## DATA TO PROCESS

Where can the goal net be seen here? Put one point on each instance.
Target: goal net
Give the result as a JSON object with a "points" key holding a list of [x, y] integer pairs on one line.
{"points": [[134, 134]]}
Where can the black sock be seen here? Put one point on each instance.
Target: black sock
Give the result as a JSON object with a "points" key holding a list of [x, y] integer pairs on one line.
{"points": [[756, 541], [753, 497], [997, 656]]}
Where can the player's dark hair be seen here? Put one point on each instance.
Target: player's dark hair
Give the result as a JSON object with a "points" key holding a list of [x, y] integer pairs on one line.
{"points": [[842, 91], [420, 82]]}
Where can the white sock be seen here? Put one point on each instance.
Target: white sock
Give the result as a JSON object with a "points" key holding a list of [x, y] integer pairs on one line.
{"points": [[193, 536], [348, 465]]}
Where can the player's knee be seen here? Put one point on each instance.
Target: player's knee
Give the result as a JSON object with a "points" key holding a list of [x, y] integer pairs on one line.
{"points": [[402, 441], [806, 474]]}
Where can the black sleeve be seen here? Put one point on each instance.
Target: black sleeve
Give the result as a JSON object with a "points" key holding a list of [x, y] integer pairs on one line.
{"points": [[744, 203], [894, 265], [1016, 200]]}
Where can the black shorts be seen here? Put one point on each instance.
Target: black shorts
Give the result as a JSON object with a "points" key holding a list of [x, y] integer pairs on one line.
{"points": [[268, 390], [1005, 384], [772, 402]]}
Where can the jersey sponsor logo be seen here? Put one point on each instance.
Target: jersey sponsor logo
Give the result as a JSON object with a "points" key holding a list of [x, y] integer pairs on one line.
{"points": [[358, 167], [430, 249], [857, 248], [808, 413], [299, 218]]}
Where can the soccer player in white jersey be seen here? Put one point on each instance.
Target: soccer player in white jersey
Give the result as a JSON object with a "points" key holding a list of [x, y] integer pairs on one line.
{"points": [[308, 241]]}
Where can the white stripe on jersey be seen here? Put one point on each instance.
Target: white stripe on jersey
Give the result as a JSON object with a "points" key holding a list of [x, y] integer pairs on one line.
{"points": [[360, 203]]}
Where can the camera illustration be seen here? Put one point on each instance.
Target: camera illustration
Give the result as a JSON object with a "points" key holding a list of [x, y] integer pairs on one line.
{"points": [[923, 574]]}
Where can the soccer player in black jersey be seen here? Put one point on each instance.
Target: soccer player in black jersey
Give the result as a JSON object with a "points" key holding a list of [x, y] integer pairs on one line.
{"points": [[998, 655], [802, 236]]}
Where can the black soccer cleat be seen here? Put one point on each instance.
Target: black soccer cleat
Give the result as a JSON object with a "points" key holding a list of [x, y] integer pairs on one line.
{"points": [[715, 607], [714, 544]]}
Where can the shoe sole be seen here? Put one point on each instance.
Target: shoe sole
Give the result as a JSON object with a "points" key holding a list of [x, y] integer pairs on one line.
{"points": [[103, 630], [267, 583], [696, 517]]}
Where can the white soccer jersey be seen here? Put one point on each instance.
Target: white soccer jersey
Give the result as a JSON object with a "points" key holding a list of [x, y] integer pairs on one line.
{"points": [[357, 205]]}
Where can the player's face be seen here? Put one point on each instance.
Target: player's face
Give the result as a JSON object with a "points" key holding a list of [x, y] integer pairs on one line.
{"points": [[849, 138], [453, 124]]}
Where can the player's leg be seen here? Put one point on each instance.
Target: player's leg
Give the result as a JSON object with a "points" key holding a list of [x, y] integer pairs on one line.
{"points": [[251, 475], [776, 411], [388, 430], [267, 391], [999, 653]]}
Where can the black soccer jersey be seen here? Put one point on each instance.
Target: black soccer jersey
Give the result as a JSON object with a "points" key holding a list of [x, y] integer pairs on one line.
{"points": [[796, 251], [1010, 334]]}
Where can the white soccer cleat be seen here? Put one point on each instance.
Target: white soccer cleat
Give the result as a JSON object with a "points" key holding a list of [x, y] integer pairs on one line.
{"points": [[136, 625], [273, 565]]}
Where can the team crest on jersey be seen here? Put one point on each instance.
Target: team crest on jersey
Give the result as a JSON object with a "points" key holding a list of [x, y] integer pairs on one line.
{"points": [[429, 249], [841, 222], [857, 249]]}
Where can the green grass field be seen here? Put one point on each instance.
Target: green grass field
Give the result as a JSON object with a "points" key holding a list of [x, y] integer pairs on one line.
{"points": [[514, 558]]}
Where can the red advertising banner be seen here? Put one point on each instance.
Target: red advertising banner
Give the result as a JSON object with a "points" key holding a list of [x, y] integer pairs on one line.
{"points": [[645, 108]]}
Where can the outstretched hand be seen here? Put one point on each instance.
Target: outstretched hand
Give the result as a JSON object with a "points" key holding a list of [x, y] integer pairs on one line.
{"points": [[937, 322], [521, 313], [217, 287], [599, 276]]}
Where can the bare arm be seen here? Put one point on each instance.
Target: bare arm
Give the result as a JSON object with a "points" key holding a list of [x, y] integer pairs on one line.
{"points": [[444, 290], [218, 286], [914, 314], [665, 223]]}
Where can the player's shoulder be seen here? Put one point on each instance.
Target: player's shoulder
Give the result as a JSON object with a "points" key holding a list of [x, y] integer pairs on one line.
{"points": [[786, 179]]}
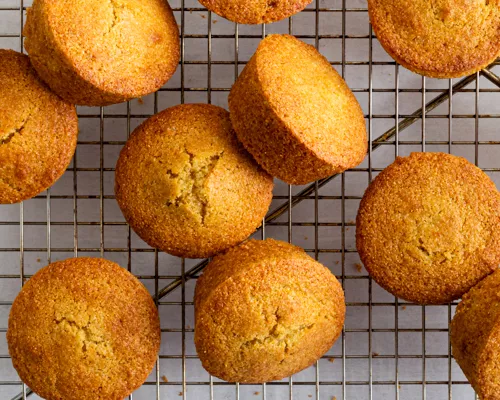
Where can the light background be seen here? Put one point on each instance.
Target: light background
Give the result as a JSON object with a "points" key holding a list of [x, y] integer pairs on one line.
{"points": [[389, 349]]}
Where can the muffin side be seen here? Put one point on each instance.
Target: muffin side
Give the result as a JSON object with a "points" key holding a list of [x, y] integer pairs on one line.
{"points": [[187, 187], [273, 316], [38, 131], [441, 39], [428, 227], [475, 331], [128, 49], [77, 319], [295, 114]]}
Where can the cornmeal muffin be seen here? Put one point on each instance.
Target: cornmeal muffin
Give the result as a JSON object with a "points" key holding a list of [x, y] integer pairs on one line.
{"points": [[295, 114], [439, 38], [95, 53], [428, 227], [475, 337], [38, 131], [83, 329], [255, 11], [264, 311], [187, 187]]}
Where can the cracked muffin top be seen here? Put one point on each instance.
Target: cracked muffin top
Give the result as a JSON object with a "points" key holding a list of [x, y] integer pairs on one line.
{"points": [[95, 52], [83, 329], [38, 131], [187, 187], [438, 38], [428, 227], [255, 11], [264, 311]]}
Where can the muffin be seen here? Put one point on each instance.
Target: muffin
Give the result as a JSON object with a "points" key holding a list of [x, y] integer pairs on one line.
{"points": [[38, 131], [264, 311], [255, 11], [95, 53], [439, 38], [187, 187], [428, 227], [475, 337], [83, 329], [295, 114]]}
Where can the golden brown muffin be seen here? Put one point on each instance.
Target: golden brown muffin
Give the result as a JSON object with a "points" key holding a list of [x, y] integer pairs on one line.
{"points": [[475, 337], [83, 329], [295, 114], [255, 11], [264, 311], [439, 38], [428, 227], [38, 131], [187, 187], [95, 53]]}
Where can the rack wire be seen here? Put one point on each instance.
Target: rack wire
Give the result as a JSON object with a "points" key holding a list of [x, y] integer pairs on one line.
{"points": [[389, 349]]}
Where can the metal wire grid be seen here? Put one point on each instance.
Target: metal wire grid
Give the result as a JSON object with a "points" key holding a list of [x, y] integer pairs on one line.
{"points": [[358, 348]]}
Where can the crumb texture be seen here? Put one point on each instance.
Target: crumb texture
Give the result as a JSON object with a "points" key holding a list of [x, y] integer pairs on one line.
{"points": [[186, 185], [83, 329], [428, 227], [255, 11], [475, 337], [295, 114], [38, 131], [264, 311], [94, 52], [438, 38]]}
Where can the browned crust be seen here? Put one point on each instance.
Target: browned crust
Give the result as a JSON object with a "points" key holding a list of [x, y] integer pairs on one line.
{"points": [[255, 11], [439, 39], [83, 329], [38, 131], [295, 114], [264, 311], [186, 186], [475, 333], [135, 56], [428, 227]]}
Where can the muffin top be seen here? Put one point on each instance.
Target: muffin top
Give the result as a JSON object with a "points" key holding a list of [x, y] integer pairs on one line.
{"points": [[311, 99], [264, 311], [428, 227], [83, 328], [255, 11], [186, 185], [295, 114], [38, 131], [439, 38], [129, 47]]}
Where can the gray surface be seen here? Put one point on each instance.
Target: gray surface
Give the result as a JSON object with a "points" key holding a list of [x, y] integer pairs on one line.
{"points": [[381, 354]]}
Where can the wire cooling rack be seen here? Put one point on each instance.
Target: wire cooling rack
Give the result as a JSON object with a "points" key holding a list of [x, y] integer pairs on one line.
{"points": [[389, 349]]}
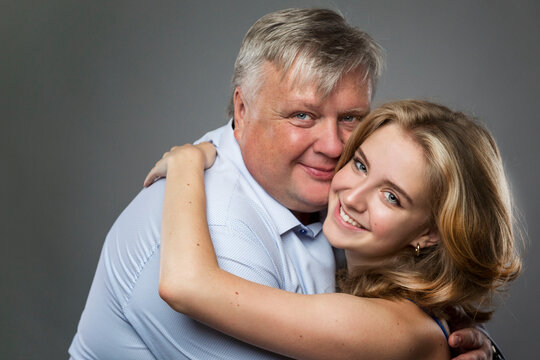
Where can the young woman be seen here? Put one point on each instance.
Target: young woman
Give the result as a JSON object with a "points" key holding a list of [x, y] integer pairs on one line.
{"points": [[421, 207]]}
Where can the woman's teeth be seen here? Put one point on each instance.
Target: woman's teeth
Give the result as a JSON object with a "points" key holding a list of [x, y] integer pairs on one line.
{"points": [[347, 219]]}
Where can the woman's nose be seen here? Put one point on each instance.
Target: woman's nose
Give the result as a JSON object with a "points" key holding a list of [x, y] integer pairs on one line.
{"points": [[356, 197]]}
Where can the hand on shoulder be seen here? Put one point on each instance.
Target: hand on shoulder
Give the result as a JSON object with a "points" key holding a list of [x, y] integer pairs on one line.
{"points": [[204, 153]]}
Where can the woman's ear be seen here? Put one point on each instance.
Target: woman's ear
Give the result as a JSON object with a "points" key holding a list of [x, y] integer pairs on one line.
{"points": [[427, 238]]}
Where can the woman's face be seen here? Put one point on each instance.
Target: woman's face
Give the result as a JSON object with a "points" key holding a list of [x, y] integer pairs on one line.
{"points": [[378, 201]]}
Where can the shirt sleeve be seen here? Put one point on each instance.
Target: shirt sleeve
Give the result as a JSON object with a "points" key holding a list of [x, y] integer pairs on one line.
{"points": [[169, 334]]}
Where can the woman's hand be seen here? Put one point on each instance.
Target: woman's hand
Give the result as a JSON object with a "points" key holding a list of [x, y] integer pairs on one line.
{"points": [[204, 152]]}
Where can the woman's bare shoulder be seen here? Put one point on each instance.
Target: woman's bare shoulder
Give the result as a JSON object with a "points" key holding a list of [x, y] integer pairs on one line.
{"points": [[399, 327]]}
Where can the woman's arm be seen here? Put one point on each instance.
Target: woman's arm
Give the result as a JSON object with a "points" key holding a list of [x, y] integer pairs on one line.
{"points": [[328, 326]]}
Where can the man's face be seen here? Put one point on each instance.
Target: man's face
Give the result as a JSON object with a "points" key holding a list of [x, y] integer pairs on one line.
{"points": [[291, 137]]}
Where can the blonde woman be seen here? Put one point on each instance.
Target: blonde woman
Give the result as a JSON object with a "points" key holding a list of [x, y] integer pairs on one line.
{"points": [[421, 207]]}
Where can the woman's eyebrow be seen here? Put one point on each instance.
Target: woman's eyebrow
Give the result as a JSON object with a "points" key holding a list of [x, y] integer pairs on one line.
{"points": [[361, 154], [399, 190]]}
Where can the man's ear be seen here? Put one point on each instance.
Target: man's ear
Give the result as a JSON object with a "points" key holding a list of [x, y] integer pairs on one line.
{"points": [[428, 237], [239, 113]]}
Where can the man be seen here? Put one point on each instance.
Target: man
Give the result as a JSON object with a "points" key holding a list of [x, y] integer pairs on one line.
{"points": [[303, 79]]}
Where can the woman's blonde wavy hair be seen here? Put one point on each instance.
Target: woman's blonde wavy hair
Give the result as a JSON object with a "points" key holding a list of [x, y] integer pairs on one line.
{"points": [[470, 206]]}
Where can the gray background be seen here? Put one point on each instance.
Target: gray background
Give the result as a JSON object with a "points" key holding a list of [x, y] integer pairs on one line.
{"points": [[92, 93]]}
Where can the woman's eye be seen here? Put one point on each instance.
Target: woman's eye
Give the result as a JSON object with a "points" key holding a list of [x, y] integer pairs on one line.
{"points": [[360, 165], [349, 118], [303, 116], [391, 198]]}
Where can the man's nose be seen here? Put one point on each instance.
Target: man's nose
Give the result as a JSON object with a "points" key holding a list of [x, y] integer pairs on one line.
{"points": [[329, 141]]}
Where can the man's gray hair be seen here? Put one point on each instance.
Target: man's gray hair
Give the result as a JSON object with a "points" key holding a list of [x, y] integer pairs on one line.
{"points": [[317, 45]]}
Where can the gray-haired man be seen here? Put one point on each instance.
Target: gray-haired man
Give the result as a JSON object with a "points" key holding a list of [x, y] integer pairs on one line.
{"points": [[303, 79]]}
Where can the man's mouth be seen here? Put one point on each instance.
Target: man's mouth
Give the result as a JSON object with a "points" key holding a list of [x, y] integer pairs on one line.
{"points": [[320, 173], [348, 219]]}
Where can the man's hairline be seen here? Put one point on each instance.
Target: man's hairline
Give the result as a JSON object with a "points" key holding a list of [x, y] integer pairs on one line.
{"points": [[260, 77]]}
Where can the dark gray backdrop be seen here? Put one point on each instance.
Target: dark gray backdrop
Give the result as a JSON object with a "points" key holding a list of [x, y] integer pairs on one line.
{"points": [[92, 93]]}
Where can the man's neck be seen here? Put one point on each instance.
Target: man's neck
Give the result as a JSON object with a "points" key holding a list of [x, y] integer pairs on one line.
{"points": [[307, 218]]}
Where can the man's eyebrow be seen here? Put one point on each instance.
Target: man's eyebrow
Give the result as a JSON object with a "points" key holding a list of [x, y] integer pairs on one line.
{"points": [[393, 185]]}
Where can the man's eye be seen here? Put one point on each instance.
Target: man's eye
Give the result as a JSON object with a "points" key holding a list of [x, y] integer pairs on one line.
{"points": [[391, 198], [303, 116], [360, 165]]}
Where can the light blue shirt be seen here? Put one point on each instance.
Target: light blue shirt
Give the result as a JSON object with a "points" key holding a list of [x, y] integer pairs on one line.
{"points": [[255, 237]]}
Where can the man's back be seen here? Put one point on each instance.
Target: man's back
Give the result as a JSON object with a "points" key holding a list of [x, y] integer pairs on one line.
{"points": [[254, 237]]}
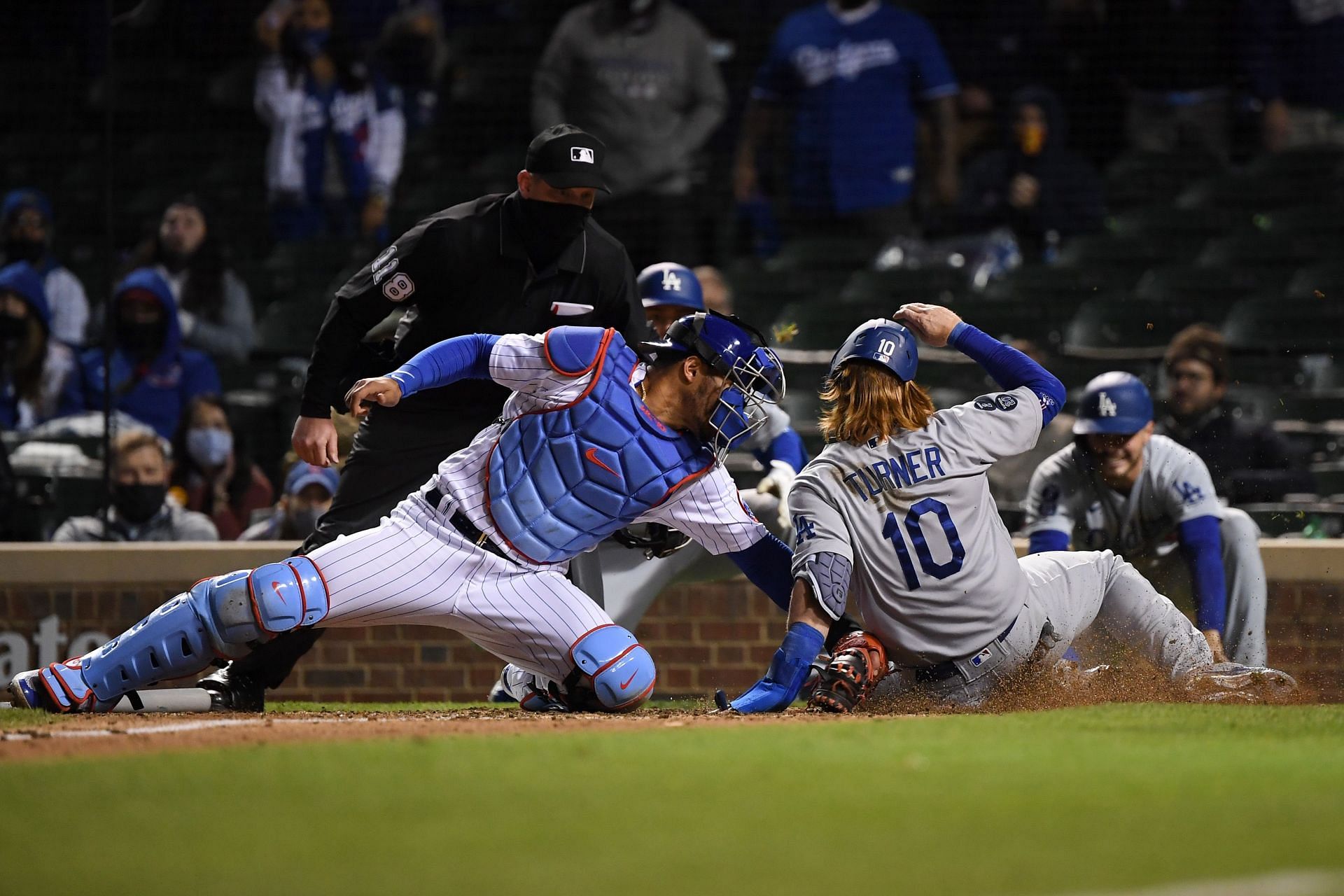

## TASK INSTRUCTIONS
Pick out every line in the records above that contains the word "wire". Copy each of those lines.

## CORRECT OUTPUT
Where can the rack wire be seen here? Put one point on each instance.
Target: rack wire
Where can the metal wire grid be seen here? Put one point on each instance.
Target: metal wire grid
Where can the wire cooling rack be seen here? Put one point on each instance.
Target: wire cooling rack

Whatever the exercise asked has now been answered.